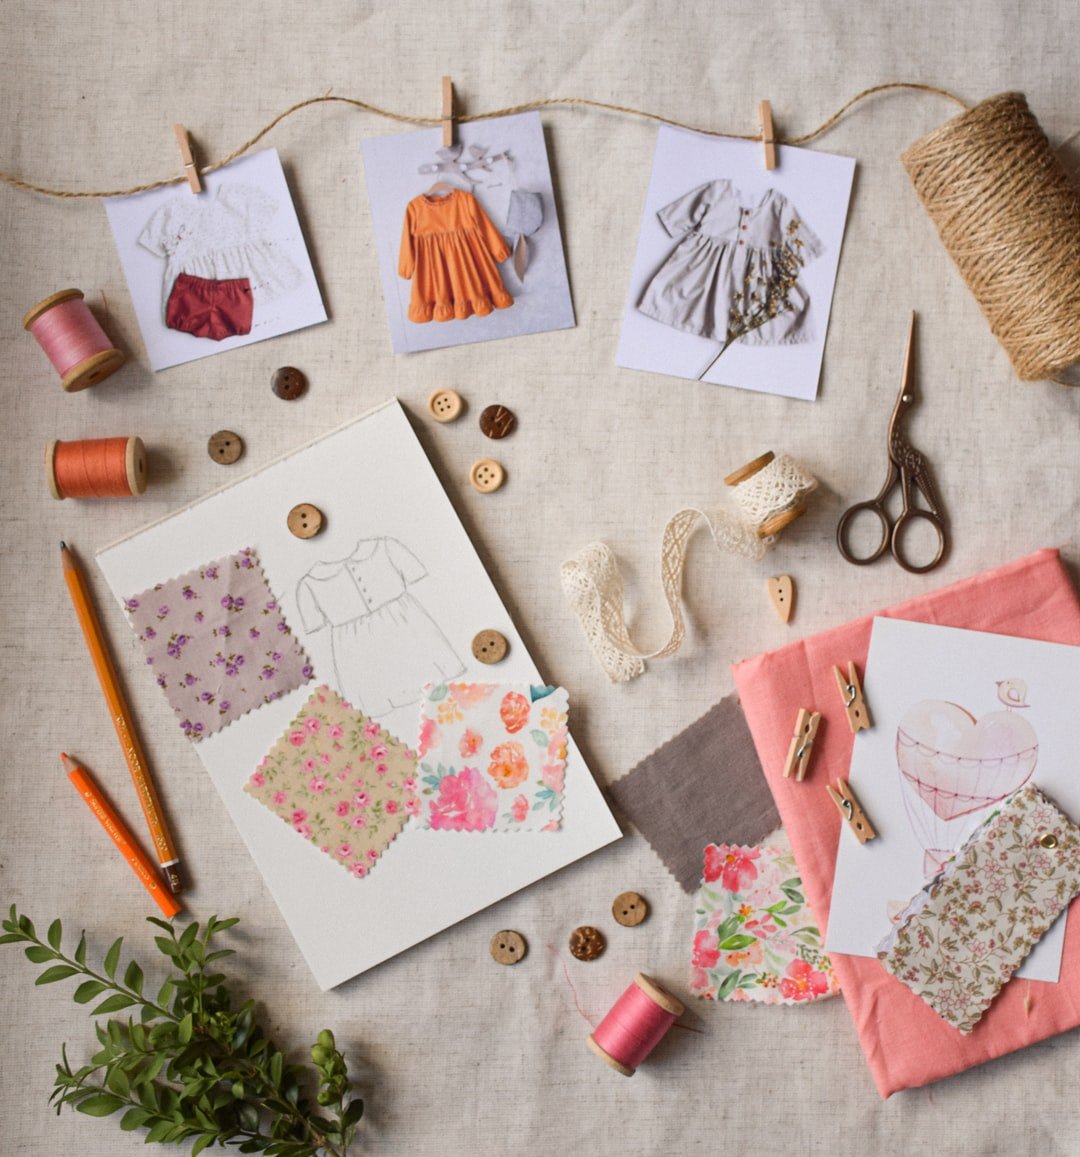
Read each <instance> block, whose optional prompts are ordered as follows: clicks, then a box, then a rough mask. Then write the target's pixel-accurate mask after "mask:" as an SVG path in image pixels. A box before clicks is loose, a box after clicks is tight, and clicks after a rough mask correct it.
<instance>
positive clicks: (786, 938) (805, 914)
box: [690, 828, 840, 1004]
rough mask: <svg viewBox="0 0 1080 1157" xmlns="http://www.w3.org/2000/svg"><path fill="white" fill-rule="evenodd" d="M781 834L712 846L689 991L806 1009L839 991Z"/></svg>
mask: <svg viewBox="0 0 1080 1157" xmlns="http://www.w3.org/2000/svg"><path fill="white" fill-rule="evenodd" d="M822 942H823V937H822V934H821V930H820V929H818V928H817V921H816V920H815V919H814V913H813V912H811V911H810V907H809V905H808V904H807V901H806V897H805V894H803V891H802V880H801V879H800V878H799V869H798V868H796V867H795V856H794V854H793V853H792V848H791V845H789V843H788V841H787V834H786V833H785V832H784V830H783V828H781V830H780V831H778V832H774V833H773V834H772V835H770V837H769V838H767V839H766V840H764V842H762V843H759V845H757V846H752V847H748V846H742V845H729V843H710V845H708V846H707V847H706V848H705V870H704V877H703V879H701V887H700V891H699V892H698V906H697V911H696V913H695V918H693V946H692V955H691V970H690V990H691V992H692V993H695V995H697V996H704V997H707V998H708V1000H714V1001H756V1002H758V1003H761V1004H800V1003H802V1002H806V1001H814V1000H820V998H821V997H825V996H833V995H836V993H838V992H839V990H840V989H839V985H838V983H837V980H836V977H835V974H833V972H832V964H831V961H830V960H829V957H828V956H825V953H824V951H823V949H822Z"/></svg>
****************************************
→ **PROBLEM DESCRIPTION**: Keep every word of the records exact as you write them out, but drop the pictures.

→ **ANSWER BOX**:
Read each <instance> block, whose optional prompts are ordered as follows: clicks, then a box, then a rough mask. Then write the target's pixel-accurate mask after "mask:" as an SVG path in image pixels. A box before clicks is loose, a box after clicks is tight, and clicks after a rough mask correct it.
<instance>
positive clicks: (786, 938) (805, 914)
box: [690, 828, 840, 1004]
rough mask: <svg viewBox="0 0 1080 1157" xmlns="http://www.w3.org/2000/svg"><path fill="white" fill-rule="evenodd" d="M781 834L712 846L689 991L806 1009L839 991Z"/></svg>
mask: <svg viewBox="0 0 1080 1157" xmlns="http://www.w3.org/2000/svg"><path fill="white" fill-rule="evenodd" d="M822 942H823V937H822V934H821V930H820V929H818V928H817V921H816V920H815V919H814V913H813V912H811V911H810V907H809V905H808V904H807V901H806V897H805V894H803V891H802V880H801V879H800V878H799V869H798V868H796V867H795V856H794V854H793V853H792V848H791V845H789V843H788V841H787V834H786V833H785V832H784V830H783V828H781V830H780V831H778V832H774V833H773V834H772V835H770V837H769V838H767V839H766V840H764V842H762V843H759V845H757V846H752V847H748V846H742V845H729V843H710V845H708V846H707V847H706V848H705V870H704V877H703V879H701V887H700V891H699V892H698V906H697V911H696V913H695V918H693V946H692V955H691V970H690V990H691V992H692V993H695V995H697V996H704V997H707V998H708V1000H714V1001H756V1002H758V1003H761V1004H800V1003H802V1002H806V1001H814V1000H820V998H821V997H825V996H833V995H836V993H838V992H839V990H840V989H839V985H838V983H837V980H836V977H835V974H833V972H832V964H831V961H830V960H829V957H828V956H825V953H824V951H823V949H822Z"/></svg>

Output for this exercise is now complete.